# DATA RECORDS:

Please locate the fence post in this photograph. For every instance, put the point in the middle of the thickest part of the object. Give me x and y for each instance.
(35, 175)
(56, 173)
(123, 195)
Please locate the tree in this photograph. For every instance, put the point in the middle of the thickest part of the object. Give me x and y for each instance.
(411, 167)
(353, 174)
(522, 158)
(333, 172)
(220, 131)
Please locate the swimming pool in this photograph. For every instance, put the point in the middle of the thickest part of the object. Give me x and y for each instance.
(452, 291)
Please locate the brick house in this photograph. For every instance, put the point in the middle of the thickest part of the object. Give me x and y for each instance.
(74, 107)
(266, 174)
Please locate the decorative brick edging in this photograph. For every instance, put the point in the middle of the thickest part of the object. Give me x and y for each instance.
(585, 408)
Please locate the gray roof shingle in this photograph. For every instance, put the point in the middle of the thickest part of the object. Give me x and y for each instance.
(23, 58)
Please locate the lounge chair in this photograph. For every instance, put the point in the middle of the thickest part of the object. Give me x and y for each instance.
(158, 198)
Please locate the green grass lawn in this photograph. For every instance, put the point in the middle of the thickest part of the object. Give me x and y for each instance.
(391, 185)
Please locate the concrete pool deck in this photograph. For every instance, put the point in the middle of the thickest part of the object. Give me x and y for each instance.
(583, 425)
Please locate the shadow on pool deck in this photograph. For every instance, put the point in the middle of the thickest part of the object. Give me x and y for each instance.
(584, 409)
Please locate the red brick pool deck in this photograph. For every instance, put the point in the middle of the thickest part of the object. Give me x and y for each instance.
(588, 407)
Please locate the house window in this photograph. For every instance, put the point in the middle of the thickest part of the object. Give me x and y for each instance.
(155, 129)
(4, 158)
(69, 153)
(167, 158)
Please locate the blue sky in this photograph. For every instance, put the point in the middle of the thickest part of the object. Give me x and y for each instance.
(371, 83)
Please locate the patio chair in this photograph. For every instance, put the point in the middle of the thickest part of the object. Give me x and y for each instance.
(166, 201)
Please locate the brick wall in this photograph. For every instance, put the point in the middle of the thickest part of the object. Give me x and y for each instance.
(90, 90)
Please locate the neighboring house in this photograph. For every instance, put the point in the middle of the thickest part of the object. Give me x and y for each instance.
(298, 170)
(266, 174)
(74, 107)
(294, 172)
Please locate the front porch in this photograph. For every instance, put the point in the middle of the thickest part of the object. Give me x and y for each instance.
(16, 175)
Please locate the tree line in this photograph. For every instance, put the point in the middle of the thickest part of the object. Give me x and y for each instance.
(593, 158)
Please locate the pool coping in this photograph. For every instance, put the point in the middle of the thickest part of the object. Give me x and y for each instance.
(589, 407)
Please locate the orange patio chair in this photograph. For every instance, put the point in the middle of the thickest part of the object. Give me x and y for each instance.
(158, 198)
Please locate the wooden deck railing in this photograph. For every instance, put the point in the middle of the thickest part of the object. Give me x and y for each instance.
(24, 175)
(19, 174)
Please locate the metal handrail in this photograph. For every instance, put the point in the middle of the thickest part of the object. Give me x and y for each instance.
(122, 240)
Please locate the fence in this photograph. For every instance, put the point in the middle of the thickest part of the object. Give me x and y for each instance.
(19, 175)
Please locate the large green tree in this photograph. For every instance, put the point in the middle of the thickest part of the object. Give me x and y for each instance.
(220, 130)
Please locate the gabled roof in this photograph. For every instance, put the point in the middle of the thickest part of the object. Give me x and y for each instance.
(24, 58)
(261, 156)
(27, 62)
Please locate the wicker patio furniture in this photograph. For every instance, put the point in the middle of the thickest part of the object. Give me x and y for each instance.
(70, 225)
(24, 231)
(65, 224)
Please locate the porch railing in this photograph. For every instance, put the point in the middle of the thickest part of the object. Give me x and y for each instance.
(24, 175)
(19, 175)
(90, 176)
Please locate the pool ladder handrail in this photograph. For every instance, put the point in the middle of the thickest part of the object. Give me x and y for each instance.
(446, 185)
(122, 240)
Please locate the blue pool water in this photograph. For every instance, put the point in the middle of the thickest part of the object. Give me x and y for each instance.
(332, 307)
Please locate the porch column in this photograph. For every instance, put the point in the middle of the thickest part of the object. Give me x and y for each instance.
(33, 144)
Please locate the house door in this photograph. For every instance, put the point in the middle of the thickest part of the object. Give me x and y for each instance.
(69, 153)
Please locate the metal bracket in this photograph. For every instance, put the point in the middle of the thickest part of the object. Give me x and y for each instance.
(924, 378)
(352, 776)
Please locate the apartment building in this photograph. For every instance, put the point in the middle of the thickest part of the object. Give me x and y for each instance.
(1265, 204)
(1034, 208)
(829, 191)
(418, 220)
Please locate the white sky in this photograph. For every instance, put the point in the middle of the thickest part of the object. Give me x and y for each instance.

# INSTRUCTIONS FOR THE TASK:
Retype the whole listing above exactly.

# THE ANSWER:
Please locate the fence post in this photograph. For every instance, put the point in the middle of the thickest part of the object. Give me x and y for each instance.
(35, 175)
(56, 173)
(123, 195)
Please locate the tree in this photograph. For every instance, put the point in the middle of the thickest part of the object. Give me x and y for each instance.
(411, 167)
(353, 174)
(522, 158)
(333, 172)
(220, 131)
Please locate the swimming pool in this photograph. For every instance, put the point in the middle of the thickest part of the object. Give me x and y for each instance.
(452, 291)
Please locate the brick house in this photograph. For every instance, put the point in the middle of the thickest part of the object. Give me x and y for each instance.
(74, 107)
(266, 174)
Please locate the decorative brick edging in this photograph. For every instance, put the point in the middle of the thickest part of the object. Give me x and y for each instance.
(585, 408)
Please locate the gray roof shingle in this photograph. For every instance, put the point in the middle of the thickest part of the object. Give me x and y for each instance.
(23, 58)
Please locate the lounge chair in this photograph. For every instance, put the point in the middle of the thickest part of the object. Give me x and y for each instance.
(158, 198)
Please locate the green grass lawn in this photograph. For every instance, put the point in the middle of the thickest part of the object. Give me x and y for each instance.
(391, 185)
Please locate the concrete pool deck in this photograph. For every instance, put the point in the middle of the thickest part of the object. Give me x and y for each instance.
(583, 425)
Please locate the shadow on pool deck in this photograph. For every instance, put the point in the middle of the thickest part of the object. Give me x and y for each instance.
(584, 409)
Please locate the red brick pool deck in this photograph. For every instance, put the point in the middle of the thickest part of the object. Give me x and y for each instance.
(588, 407)
Please locate the house window in this photograph. For every instance, put the point in the middle of the thickest part of the object. Give me x and y for each instance.
(155, 129)
(4, 158)
(69, 153)
(167, 158)
Please locate the blue sky in this photograph. For every instance, put the point in the middle of the thickest part of the object. Give me x and y for each instance.
(371, 83)
Please locate the patio chair in this photograph. For every instance, put the point in the middle of the thickest part of the object. Give me x and y for each instance.
(166, 201)
Please locate the brick wall in this photograph. For every instance, put the point in the middle of the thickest part of the object. Give me x and y for each instance.
(90, 90)
Please locate the neighboring house in this photograph. For every instance, put the point in the middle of the thickest part of the object. Give me x and y for each instance.
(298, 170)
(266, 174)
(74, 107)
(294, 172)
Please locate the front porch in this photograph. For every instance, put the point in the middle of the thickest part of the object. Give me x and y for each instance.
(16, 175)
Please locate the tree line in this photograph. For every instance, put the point in the middle of the thickest part of the object. Give me x and y for each instance.
(593, 158)
Please locate the pool coping in this photograph. For every instance, put the point in the middle of the thickest part of the object. Give me x and y for each instance.
(589, 407)
Please locate the orange patio chair in this photograph. For every instance, put the point in the middle of the thickest part of the object. Give me x and y for each instance.
(158, 198)
Please locate the wooden deck railing in this photograph. For every instance, put the point in the middle of the thickest part of the object. Give me x and y for each instance.
(24, 175)
(19, 174)
Please locate the metal handrail in this photograph. For every instance, put the point in the middle of the thickest part of the object. Give me x and y for each instance.
(122, 240)
Please locate the fence in this photograph. For every instance, put the point in the middle of the thickest part of the object. Give me x and y for each instance.
(19, 175)
Please locate the large green tree in this photograph. For every instance, put the point in the middle of the thickest part of the object. Give me x and y for each instance.
(220, 130)
Please locate the gabled roof in this photograph. For every instance, put the point in the middle of the thickest part of the object. Give me x and y for each instance.
(24, 58)
(261, 156)
(27, 62)
Please locate the wicker patio furniture in this photograph. For every instance, put the point in the middle of the thickest part of the object. Give me x and y for each instance.
(70, 225)
(24, 231)
(65, 224)
Please locate the porch railing in this photograph. For every instance, put the point in the middle of the thickest part of the object. Give me x and y for each instance.
(24, 175)
(19, 175)
(90, 176)
Please locate the pool ladder handrail in this photograph. For every instance, put the point in the middle of the thickest part of the object. Give me x and y for each instance.
(446, 185)
(122, 240)
Please locate the blue pool water in this photograph. For every instance, put the point in the middle of the thickest part of the object. Give me x and y for each instance.
(332, 307)
Please locate the porch column in this photograph. For every instance, put the point in the middle of the thickest part of the object. Give me x and y for each instance.
(33, 144)
Please locate the house door in this photograph. For every instance, put the point in the middle of the thickest part of the object. Give me x and y for each instance.
(69, 153)
Please locate the metal bracket in this photograph. For every instance, put the point in the middle of the thickest part of the object. Give me x and y for each instance.
(924, 378)
(352, 776)
Please locate the apartment building in this photograph. For every instance, put the point in the middle of the thickest part of the object. Give me x and y for each instance.
(1265, 204)
(1034, 208)
(829, 191)
(418, 220)
Please locate the white sky in this photograph. For every instance, put the point in the middle of the thickest part of the object. Give me x and y for each instance.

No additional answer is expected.